--- Dataset extract ---
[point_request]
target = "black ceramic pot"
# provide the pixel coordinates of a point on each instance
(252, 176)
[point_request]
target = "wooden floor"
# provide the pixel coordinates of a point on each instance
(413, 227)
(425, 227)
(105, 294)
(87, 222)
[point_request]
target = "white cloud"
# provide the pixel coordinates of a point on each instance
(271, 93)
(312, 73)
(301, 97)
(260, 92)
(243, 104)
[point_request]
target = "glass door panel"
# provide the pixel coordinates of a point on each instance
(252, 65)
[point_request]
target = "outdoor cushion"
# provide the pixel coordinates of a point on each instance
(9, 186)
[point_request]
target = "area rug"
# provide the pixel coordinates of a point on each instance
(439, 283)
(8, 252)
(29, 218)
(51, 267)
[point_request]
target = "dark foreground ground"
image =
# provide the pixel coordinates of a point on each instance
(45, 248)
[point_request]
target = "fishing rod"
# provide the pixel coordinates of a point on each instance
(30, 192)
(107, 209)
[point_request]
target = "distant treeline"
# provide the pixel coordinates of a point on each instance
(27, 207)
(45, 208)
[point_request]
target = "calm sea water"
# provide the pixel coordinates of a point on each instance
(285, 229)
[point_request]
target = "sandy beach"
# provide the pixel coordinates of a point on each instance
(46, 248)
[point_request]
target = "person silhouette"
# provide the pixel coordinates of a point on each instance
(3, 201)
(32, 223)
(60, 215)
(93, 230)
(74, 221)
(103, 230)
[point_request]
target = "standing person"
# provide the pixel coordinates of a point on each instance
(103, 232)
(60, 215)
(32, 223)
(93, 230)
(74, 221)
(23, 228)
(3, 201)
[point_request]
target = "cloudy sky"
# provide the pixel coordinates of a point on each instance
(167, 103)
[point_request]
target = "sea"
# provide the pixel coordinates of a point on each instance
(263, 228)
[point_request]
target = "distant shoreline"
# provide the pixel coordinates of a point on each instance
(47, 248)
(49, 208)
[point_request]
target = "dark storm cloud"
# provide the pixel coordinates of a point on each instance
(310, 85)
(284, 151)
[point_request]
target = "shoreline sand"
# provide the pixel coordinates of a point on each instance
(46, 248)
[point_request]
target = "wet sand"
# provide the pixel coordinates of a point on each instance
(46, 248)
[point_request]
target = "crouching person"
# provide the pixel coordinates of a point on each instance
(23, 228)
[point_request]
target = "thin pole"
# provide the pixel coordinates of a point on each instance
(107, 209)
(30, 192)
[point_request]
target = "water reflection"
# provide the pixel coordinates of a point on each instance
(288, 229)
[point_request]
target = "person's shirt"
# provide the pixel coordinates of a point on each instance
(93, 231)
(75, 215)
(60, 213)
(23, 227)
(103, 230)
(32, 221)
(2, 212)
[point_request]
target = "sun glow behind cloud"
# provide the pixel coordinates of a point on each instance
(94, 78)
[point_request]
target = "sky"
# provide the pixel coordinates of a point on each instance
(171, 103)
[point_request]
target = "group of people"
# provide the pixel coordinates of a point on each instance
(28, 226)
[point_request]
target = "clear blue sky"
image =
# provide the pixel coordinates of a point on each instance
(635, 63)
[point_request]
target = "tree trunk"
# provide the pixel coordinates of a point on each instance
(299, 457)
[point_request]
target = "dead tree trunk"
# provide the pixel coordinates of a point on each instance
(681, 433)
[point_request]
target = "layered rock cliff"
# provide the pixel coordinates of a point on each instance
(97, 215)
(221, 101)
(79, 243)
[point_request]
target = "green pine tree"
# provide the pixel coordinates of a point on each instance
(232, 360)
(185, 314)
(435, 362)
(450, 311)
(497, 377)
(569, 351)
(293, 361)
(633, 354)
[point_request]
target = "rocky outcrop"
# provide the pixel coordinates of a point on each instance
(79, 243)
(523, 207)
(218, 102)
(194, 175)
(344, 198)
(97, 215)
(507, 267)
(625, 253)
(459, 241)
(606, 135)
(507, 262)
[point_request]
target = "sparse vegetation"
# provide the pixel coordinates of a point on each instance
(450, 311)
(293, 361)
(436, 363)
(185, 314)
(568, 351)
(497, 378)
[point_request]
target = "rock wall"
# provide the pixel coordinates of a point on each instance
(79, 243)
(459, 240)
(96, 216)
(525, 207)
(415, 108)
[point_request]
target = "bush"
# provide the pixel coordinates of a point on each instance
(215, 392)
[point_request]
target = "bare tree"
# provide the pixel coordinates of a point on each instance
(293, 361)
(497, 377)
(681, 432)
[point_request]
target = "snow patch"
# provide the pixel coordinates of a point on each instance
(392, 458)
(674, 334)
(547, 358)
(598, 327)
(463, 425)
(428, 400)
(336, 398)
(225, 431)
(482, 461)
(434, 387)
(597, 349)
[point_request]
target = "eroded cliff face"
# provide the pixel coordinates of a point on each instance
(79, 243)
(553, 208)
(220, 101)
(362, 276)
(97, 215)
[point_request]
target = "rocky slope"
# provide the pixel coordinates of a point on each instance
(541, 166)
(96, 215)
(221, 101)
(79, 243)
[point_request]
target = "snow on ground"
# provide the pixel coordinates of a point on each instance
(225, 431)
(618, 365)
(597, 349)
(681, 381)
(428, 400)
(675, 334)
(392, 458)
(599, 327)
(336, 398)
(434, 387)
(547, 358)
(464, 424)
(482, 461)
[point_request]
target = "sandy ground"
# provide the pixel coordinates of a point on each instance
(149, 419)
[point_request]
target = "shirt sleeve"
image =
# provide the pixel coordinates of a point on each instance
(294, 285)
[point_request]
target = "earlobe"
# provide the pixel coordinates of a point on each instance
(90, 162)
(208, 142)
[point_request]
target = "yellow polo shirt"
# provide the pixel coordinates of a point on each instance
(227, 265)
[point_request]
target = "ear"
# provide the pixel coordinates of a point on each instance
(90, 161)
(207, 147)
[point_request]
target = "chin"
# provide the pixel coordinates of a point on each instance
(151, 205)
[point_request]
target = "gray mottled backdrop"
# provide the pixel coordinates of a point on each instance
---
> _Task to carry out_
Find every line in the rows above that contains the string "water" and copy each one in full. Matching is case-sensitive.

> _Problem solution_
target = "calm sea water"
target = "water reflection"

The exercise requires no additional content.